* [Arbeitsauftrag 1]: Wie viele ausländische Kämpfer sollen laut dem unten stehenden Text über die Anti-IS-Koalition nach Angaben der New York Times derzeit im Irak und in Syrien kämpfen?
* [Arbeitsauftrag 2]: Fahren Sie mit dem unten stehenden Text über die Anti-IS-Koalition und die UN-Vollversammlung fort, und zwar im Anschluss an seinen letzten Satz.

Doch man hört auf amerikanischer Seite auch andere Einschätzungen: Die Deutsche Welle hat aus mehreren Quellen erfahren, dass man in der Obama-Regierung weitergehende Wünsche an Deutschland hat. Man erwartet offensichtlich mittelfristig auch eine Beteiligung der Deutschen an Luftschlägen gegen die Stellungen des "Islamischen Staates"(IS) und - im Falle von Bodeneinsätzen amerikanischer Spezialeinheiten - auch hier einen deutschen Beitrag. Gut möglich, dass Steinmeier in New York mit diesen Erwartungen konfrontiert wird. Der rasante Vormarsch der IS-Milizen im Norden Syriens und der Strom kurdischer Flüchtlinge hinüber in die benachbarte Türkei dürfte es der Bundesregierung nicht leicht machen, bei der bisherigen Ablehnung von deutschen Luftschlägen zu bleiben.
Bei der UN-Vollversammlung werde die amerikanische Regierung sich darauf konzentrieren, die bei der Pariser Vorkonfererenz geschmiedete Anti-IS-Koalition weiter zu stärken, sagt Heather Conley. Jetzt richten sich die Blicke auf US-Präsident Barack Obama. Als amtierender Ratsvorsitzender wird er am Mittwoch persönlich eine Sitzung des UN-Sicherheitsrates leiten.
Resolution gegen Extremisten
Verabschiedet werden soll eine Resolution, die alle Staaten verpflichtet, mit nationalen Gesetzen gegen die sogenannten "Foreign Fighters" vorzugehen. Zur Zeit sollen nach Angaben der New York Times mehr als 15.000 ausländische Kämpfer im Irak und Syrien an der Seite von IS und anderen islamistischen Extremisten kämpfen. Mehr als 2000 sollen aus Europa kommen, darunter mehrere Hundert aus Deutschland. Die von den USA eingebrachte Resolution würde laut der Zeitung "bei der Rekrutierung von Terrororganisationen das erste Mal internationale Standards für Nationalstaaten setzen." Die Resolution wäre rechtlich bindend, wobei Experten nur schwache Möglichkeiten zur Durchsetzung auf nationaler Ebene sehen.

* [Datenauszug]:
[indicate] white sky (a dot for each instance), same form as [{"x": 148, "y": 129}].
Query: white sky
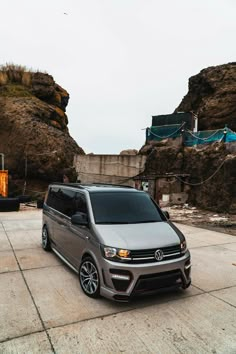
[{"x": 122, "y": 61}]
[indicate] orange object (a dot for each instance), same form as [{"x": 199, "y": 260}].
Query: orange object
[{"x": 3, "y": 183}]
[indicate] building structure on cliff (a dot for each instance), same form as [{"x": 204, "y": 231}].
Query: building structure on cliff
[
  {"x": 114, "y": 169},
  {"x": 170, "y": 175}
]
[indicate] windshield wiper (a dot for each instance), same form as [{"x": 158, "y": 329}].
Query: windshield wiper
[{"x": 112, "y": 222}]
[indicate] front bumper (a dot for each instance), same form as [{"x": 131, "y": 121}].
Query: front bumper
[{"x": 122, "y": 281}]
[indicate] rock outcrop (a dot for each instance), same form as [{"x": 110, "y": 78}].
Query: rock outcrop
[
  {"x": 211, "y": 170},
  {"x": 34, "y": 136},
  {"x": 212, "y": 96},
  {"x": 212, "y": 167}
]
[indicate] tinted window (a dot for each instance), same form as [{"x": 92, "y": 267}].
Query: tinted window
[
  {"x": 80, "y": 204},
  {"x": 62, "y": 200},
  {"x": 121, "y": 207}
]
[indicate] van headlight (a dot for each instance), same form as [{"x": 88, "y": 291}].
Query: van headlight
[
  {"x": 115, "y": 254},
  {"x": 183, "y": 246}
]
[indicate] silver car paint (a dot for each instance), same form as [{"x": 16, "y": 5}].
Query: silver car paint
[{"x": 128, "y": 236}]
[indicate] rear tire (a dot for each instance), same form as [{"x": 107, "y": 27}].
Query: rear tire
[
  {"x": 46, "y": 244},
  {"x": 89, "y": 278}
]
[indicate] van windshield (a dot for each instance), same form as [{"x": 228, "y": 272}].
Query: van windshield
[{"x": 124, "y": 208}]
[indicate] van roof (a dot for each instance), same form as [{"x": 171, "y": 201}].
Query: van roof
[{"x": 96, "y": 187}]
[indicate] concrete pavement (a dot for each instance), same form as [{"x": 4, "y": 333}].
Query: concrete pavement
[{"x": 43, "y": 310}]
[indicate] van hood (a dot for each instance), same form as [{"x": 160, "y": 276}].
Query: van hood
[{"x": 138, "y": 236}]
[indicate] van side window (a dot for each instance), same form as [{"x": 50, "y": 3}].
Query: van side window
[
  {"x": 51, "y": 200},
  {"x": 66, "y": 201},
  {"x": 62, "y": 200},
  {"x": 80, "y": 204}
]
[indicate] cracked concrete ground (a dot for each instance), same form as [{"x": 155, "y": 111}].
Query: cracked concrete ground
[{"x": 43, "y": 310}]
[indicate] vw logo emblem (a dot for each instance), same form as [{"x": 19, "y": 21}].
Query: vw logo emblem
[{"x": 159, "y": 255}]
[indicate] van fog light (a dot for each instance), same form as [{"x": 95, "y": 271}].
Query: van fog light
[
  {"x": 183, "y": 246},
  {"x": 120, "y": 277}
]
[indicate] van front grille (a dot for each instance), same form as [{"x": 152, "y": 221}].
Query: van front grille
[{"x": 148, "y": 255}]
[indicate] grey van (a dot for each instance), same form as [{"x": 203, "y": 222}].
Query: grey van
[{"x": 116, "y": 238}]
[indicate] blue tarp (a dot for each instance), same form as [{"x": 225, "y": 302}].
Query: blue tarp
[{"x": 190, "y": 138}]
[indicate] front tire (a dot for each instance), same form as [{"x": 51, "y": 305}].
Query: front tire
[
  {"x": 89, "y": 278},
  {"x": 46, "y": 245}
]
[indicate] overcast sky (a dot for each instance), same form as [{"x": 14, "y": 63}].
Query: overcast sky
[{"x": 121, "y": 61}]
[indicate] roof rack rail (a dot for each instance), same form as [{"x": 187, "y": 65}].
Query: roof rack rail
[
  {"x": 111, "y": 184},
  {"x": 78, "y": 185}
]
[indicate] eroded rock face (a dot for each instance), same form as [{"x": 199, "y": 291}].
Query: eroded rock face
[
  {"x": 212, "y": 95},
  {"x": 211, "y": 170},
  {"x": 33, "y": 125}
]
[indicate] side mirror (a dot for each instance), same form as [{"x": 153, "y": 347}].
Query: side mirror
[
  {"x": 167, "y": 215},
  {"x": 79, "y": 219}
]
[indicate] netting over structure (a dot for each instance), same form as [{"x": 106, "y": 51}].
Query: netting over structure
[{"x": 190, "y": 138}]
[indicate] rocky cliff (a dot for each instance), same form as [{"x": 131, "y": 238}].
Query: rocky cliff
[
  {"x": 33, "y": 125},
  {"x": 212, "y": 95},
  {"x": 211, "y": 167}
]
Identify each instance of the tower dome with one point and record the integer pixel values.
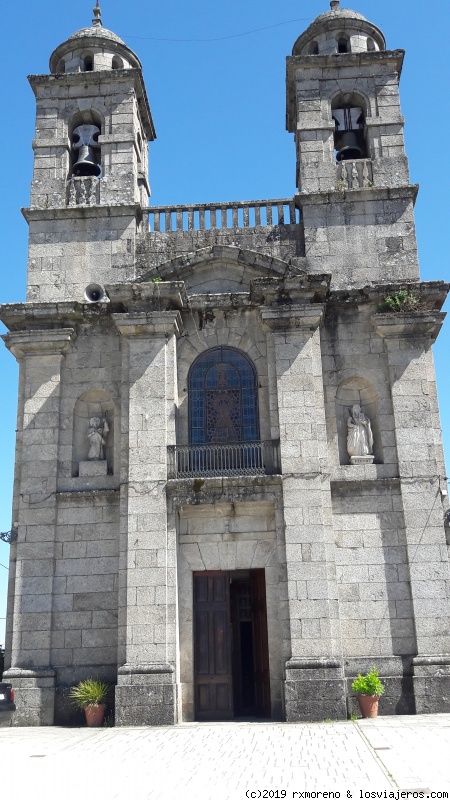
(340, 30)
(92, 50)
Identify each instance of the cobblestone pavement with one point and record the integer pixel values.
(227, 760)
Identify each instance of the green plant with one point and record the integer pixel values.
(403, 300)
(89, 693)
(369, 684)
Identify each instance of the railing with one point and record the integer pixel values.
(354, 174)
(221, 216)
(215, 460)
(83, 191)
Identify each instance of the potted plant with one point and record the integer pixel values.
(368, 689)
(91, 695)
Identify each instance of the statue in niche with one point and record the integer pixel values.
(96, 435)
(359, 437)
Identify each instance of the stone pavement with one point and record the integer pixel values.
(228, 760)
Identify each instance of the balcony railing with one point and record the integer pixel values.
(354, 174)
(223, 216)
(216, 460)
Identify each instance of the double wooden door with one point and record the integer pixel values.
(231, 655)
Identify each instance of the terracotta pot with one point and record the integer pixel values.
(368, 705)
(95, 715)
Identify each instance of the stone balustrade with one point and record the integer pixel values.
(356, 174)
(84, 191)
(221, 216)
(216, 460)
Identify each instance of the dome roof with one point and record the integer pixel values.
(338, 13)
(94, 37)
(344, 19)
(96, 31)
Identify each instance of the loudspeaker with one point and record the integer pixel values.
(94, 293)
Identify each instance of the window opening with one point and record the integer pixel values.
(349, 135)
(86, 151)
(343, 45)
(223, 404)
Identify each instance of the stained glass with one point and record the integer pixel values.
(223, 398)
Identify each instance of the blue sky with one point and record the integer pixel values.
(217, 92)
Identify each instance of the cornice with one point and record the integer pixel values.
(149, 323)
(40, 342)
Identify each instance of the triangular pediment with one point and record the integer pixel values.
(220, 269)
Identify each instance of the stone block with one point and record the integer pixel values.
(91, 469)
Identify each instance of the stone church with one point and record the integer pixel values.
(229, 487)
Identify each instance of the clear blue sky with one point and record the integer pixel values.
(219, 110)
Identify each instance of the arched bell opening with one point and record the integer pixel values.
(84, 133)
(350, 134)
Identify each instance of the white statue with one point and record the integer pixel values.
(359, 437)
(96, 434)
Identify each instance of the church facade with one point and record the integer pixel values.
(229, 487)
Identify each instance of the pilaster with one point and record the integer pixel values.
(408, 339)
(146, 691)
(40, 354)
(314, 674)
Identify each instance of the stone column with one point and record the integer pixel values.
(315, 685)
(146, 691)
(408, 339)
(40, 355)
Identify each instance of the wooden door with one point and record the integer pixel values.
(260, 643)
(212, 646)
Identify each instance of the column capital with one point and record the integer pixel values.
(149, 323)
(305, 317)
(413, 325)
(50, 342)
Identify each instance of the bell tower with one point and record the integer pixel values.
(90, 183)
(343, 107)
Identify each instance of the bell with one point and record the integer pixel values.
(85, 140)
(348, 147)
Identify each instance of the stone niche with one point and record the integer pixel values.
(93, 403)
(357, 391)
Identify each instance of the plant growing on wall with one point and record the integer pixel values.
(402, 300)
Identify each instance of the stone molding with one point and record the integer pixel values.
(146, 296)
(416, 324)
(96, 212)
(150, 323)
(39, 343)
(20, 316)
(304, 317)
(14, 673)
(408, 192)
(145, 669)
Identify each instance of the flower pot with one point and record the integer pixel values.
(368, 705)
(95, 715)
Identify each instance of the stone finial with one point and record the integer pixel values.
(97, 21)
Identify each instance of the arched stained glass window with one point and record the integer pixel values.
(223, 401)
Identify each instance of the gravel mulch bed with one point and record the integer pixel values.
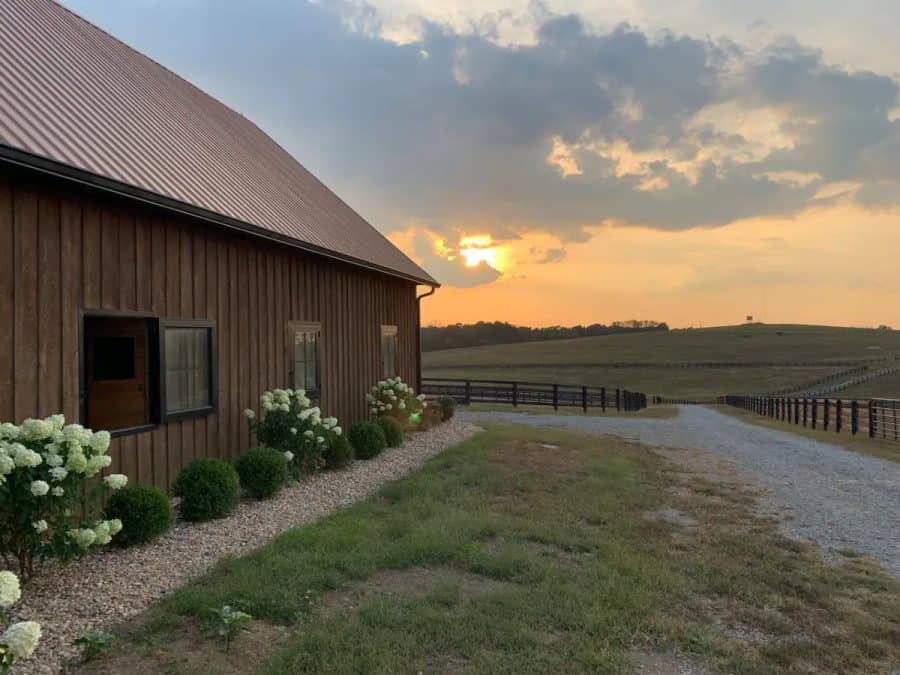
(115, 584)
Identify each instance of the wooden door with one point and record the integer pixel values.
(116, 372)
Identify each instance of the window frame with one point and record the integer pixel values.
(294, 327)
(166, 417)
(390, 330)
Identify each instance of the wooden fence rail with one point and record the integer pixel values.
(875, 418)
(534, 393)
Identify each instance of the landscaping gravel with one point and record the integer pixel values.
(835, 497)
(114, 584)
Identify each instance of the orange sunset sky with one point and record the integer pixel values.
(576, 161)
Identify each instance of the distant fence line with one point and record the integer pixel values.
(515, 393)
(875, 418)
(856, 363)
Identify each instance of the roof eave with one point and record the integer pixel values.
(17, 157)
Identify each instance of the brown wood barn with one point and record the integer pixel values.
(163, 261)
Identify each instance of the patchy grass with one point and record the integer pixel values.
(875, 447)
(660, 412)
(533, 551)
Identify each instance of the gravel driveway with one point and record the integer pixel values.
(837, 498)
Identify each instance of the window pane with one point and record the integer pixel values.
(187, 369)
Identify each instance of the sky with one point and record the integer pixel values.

* [Antwortteil 1]: Mehr als 15.000.

* [Antwortteil 2]:
Hier kommen die Deutschen ins Spiel. Das Land sei ein "wichtiger Verbündeter", wenn es darum gehe, US-Politik im Nahen Osten politisch zu legitimieren, meint Jeremy Shapiro vom Washingtoner Think Tank Brookings Institution. Als ein Land, das in Libyen und den bisherigen Irakkriegen "Nein" zu einer militärischen Intervention gesagt habe, genieße Deutschland international Glaubwürdigkeit: "Die USA werden von Deutschland eine maximale politische und rhetorische Unterstützung einfordern", sagt Shapiro voraus.
Weitere Krisenherde
Neben dem Kampf gegen den Islamischen Staat und der Ukraine-Krise hat sich in den letzten Wochen die Ebola-Infektion ganz nach vorne auf die Krisen-Agenda der UN-Vollversammlung katapultiert: "Es geht darum, dass jetzt internationale Aktivitäten stattfinden, die den am stärksten bedrohten Ländern, und das ist im Augenblick Liberia, Sierra Leone und Guinea, helfen, mit dieser fürchterlichen Krankheit fertig zu werden", sagt Steinmeier. "Dazu müssen die Länder des Nordens, die medizinisch besser ausgerüstet sind als viele afrikanische Staaten, ihren Teil dazu beitragen." Steinmeier denkt dabei vor allem an Lazarette, Medikamente und Krankenstransporte und formuliert das Ziel: "Ich hoffe, dass es zu einer signifikanten Steigerung der internationalen Hilfsangebote kommt."
Wie schon im vergangenen Jahr werden auch diesmal die Nukleargespräche mit dem Iran ganz oben auf der Agenda stehen. Die "iranische Charmeoffensive" sei bei der Generalversammlung schon so etwas wie ein "Herbstritual", so sicher wie der Schulanfang oder die fallenden Blätter im Wald, schreibt Suzanne Maloney von der Brookings Institution. Die hohen Erwartungen der vergangenen Monate sind allerdings längst Befürchtungen gewichen: Es gehe fast schon um alles oder nichts, analysiert Maloney.
Bei der Vollversammlung der Vereinten Nationen wird es also vornehmlich um die aktuelle Krisenbewältigung gehen. Themen, die getrieben sind von tagespolitischen Notwendigkeiten. "Im Moment sieht es so aus, dass die UN-Agenda sehr stark diktiert wird von dem, was uns heute und morgen bewegt, und weniger von längerfristigen Fragestellungen", sagt Michael Werz vom Center for American Progress. "Das hängt auch damit zusammen, dass diese längerfristigen strategischen Erwägungen für viele Länder Diskussionen erzeugen,die unter Umständen mehr Geld kosten und politisch schwer durchzusetzen sind."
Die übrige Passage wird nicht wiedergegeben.